[[ Material shown, beginning ]]
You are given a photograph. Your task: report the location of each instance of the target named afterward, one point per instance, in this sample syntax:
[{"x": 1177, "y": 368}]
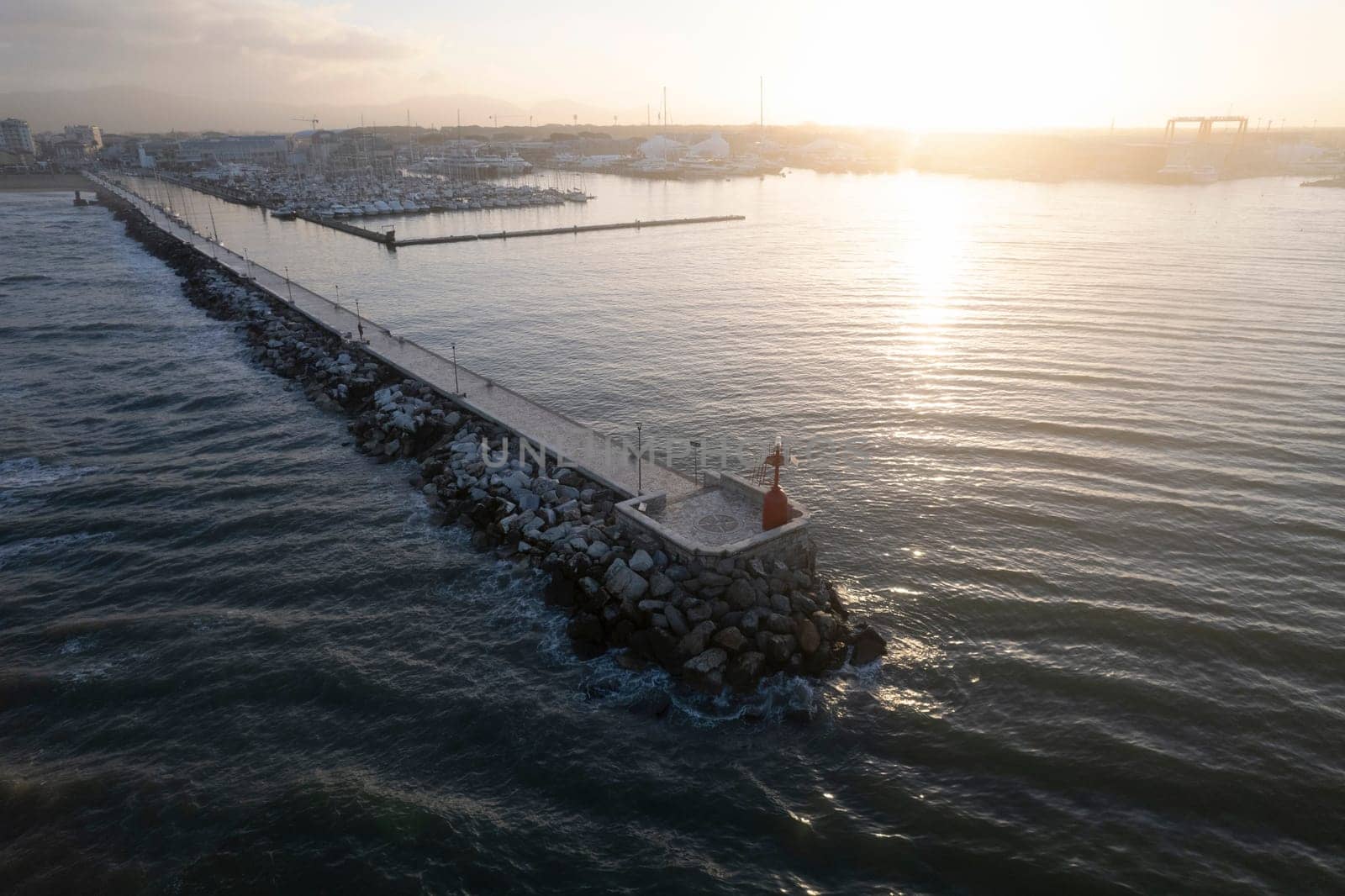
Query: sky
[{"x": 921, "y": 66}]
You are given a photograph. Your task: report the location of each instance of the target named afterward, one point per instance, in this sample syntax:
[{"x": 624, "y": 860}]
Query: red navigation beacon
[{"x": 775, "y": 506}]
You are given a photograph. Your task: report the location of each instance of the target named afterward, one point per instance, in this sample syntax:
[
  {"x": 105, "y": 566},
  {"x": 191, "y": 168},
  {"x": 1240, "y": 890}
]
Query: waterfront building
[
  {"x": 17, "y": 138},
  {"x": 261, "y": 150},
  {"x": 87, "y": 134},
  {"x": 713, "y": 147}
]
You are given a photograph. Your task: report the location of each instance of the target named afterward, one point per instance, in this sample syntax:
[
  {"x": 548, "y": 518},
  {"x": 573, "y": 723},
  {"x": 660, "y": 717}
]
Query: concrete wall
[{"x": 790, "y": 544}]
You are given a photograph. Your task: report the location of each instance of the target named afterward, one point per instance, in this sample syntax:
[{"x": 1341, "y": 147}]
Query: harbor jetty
[[ Material shown, end ]]
Pictures aside, reproduce all of the data exactly.

You are given a photograph. Your task: report the location of each instance of the target named afterward, one point per instance, in this sample syntax:
[{"x": 1177, "y": 368}]
Query: sky
[{"x": 921, "y": 66}]
You are given a photograph. Your task: report the location of each instance of the target named afterward, one point per instance, in this sample syntax:
[{"x": 624, "y": 860}]
Query: red navigation beacon
[{"x": 775, "y": 506}]
You are given a photograph. Your task: report the location of each instance of the target named afterward, one point per instance, in this sample syntax:
[
  {"x": 105, "y": 566},
  {"x": 191, "y": 168},
  {"x": 1240, "y": 890}
]
Query: waterfront building
[
  {"x": 17, "y": 138},
  {"x": 261, "y": 150},
  {"x": 87, "y": 134},
  {"x": 713, "y": 147}
]
You are given a photograph. Your task: report the location of each instance of the target named afterward, one point per instance, in this sample syntax:
[
  {"x": 548, "y": 518},
  {"x": 573, "y": 723},
  {"x": 660, "y": 717}
]
Query: concrete wall
[{"x": 790, "y": 544}]
You are given a photograph. Your task: report the location of each instance of the target named afterward, one point per instance, in this sample syntax:
[{"x": 1341, "y": 147}]
Query: harbor jetty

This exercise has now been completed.